**Texto de lectura:**
>>>

En tiempos recientes
eso se hizo en Irak y luego en Libia. En la actualidad hay dos países
que atraen la maliciosa atención del imperio: Irán y Venezuela, por
pura casualidad dueños de inmensas reservas de petróleo. Esto no
significa que la funesta historia de Irak y Libia vaya necesariamente a
repetirse, entre otras cosas porque, como lo observara Noam Chomsky,
Estados Unidos sólo ataca a países débiles, casi indefensos, y aislados
internacionalmente. Washington ha hecho lo imposible para establecer un
“cordón sanitario” que aísle a Teherán y Caracas, pero hasta ahora sin
éxito. Y no son países destruidos por largos años de bloqueo, como
Irak, o que se desarmaron voluntariamente, como Libia, seducida por las
hipócritas demostraciones de afecto de una nueva camada de
imperialistas. Afortunadamente, ni Irán ni Venezuela se encuentran en
esa situación. De todos modos habrá que estar alertas.

<<<

**Datos registrados:**
>>>

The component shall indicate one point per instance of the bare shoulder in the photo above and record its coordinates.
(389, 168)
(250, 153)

<<<

**Actividades:**
1. Copia del texto sobre Irán y Venezuela el fragmento que va desde "En tiempos recientes" hasta "que estar alertas.", ambos incluidos, y cambia "petróleo" por "gas natural".
2. Prosigue el texto sobre Irán y Venezuela a partir de su última oración.
Las líneas no guardan relación con el texto sobre Irán y Venezuela.

**Respuestas por actividad:**
1.
En tiempos recientes
eso se hizo en Irak y luego en Libia. En la actualidad hay dos países
que atraen la maliciosa atención del imperio: Irán y Venezuela, por
pura casualidad dueños de inmensas reservas de gas natural. Esto no
significa que la funesta historia de Irak y Libia vaya necesariamente a
repetirse, entre otras cosas porque, como lo observara Noam Chomsky,
Estados Unidos sólo ataca a países débiles, casi indefensos, y aislados
internacionalmente. Washington ha hecho lo imposible para establecer un
“cordón sanitario” que aísle a Teherán y Caracas, pero hasta ahora sin
éxito. Y no son países destruidos por largos años de bloqueo, como
Irak, o que se desarmaron voluntariamente, como Libia, seducida por las
hipócritas demostraciones de afecto de una nueva camada de
imperialistas. Afortunadamente, ni Irán ni Venezuela se encuentran en
esa situación. De todos modos habrá que estar alertas.

2.
Notas:
(1) “Why do we ignore the civilians killed in American wars?” (The Washington Post, 5 Diciembre 2011)
(2)
Expertos internacionales aseguran que el número de víctimas ocasionadas
por Estados Unidos en Vietnam ronda las cuatro millones de personas. La
estimación total de seis millones subestima grandemente la masacre
desencadenada por el imperialismo norteamericano en sus diferentes
guerras.
(3) Añadamos un dato bien significativo: cuando la
Asamblea General tuvo que decidir la composición del Consejo, el 9 de
Mayo del 2006, Estados Unidos no logró los votos necesarios para ser
uno de los 47 países que debía integrarlo. ¡Toda una definición sobre
la nula credibilidad internacional de Estados Unidos como defensor de
los derechos humanos!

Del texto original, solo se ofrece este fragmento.